▶ [Task objective] Repeat everything in the listing below, from the line containing "target: **parking lot**" down to the line containing "985 682 L 1032", with both of those lines included.

* BEGIN Provided entries *

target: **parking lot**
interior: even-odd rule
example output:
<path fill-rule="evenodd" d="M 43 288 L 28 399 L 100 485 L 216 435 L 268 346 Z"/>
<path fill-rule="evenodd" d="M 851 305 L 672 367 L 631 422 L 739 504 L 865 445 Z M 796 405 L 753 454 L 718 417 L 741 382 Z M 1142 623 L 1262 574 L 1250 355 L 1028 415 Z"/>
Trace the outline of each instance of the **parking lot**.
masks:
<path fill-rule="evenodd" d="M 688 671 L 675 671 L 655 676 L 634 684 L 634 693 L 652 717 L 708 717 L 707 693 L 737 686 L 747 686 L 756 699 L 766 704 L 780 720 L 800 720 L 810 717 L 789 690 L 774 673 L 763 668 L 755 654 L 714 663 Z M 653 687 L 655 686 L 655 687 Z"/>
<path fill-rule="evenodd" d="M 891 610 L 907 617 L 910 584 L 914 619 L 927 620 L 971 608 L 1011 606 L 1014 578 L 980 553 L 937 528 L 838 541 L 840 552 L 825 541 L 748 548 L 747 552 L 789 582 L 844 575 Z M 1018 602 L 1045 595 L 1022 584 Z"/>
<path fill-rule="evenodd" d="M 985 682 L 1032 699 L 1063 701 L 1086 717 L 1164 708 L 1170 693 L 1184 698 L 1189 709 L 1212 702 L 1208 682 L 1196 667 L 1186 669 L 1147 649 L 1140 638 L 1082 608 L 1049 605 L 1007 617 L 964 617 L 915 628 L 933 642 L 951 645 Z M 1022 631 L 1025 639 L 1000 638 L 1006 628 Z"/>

* END Provided entries *
* BEGIN Provided entries *

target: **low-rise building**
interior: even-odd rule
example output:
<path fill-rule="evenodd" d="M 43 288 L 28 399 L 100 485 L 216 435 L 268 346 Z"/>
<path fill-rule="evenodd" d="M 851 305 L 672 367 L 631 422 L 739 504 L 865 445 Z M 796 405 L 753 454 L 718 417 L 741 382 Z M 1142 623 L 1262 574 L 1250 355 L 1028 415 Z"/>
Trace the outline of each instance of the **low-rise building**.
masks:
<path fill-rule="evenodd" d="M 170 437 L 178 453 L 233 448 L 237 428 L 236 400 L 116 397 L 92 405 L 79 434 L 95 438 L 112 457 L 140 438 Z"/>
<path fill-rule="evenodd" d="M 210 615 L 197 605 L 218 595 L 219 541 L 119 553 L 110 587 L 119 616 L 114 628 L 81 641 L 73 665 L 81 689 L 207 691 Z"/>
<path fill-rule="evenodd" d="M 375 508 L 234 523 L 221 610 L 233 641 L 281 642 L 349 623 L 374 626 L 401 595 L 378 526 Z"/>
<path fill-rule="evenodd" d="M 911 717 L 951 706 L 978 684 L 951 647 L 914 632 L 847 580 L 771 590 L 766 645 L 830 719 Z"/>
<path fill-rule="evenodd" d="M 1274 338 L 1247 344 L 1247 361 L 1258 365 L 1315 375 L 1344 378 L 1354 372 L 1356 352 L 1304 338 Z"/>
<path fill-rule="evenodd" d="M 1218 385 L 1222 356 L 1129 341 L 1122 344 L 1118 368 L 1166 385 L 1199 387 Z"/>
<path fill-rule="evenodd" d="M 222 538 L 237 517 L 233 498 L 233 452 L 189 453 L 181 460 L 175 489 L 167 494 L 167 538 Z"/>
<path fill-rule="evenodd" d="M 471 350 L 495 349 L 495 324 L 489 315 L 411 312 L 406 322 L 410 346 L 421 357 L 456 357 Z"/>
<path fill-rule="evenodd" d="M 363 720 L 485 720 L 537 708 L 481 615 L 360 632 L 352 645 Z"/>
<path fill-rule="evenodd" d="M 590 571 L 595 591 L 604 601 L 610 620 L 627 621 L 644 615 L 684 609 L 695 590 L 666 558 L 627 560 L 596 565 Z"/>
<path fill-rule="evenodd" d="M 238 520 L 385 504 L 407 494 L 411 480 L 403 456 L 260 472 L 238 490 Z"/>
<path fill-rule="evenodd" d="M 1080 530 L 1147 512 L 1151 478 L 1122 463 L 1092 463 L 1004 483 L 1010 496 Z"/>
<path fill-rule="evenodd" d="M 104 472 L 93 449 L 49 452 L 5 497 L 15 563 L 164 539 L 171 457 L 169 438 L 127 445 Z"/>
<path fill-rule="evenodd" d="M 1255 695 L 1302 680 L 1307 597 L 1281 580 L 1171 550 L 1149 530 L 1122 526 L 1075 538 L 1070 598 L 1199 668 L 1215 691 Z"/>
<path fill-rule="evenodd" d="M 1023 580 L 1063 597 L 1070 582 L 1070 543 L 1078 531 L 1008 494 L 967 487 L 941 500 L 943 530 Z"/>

* END Provided entries *

▶ [The output]
target: **parking lot**
interior: even-odd rule
example output:
<path fill-rule="evenodd" d="M 43 288 L 28 399 L 100 485 L 216 435 L 268 346 Z"/>
<path fill-rule="evenodd" d="M 851 305 L 672 367 L 631 422 L 739 504 L 865 445 Z M 796 405 L 753 454 L 718 417 L 741 382 Z M 1142 623 L 1262 574 L 1250 355 L 1028 415 Z"/>
Trace the outline of each instance of the **parking lot**.
masks:
<path fill-rule="evenodd" d="M 688 671 L 675 671 L 655 676 L 634 684 L 634 693 L 652 717 L 708 717 L 707 693 L 737 686 L 747 686 L 756 699 L 766 704 L 780 720 L 800 720 L 810 717 L 789 690 L 774 673 L 763 668 L 755 654 L 714 663 Z M 653 687 L 655 686 L 655 687 Z"/>
<path fill-rule="evenodd" d="M 891 610 L 907 617 L 910 584 L 914 619 L 927 620 L 971 608 L 1011 606 L 1014 578 L 980 553 L 937 528 L 838 541 L 840 552 L 825 541 L 748 548 L 747 552 L 789 582 L 844 575 Z M 1018 602 L 1045 595 L 1022 584 Z"/>
<path fill-rule="evenodd" d="M 985 682 L 1032 699 L 1063 701 L 1086 717 L 1164 708 L 1170 693 L 1184 698 L 1189 709 L 1212 702 L 1208 682 L 1196 667 L 1186 669 L 1147 649 L 1140 638 L 1082 608 L 1049 605 L 1007 617 L 964 617 L 915 628 L 933 642 L 951 645 Z M 1022 631 L 1025 639 L 1000 638 L 1006 628 Z"/>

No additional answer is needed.